### Request
Reproduce each of the following entries verbatim, without any alteration.
******************************
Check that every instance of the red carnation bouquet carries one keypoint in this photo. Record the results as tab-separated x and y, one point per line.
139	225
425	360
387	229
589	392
******************************
### Answer
Check that every instance of the red carnation bouquet carries one keypoint in this photo. Record the results as tab-separated x and y, one point per line.
139	225
425	360
387	229
589	392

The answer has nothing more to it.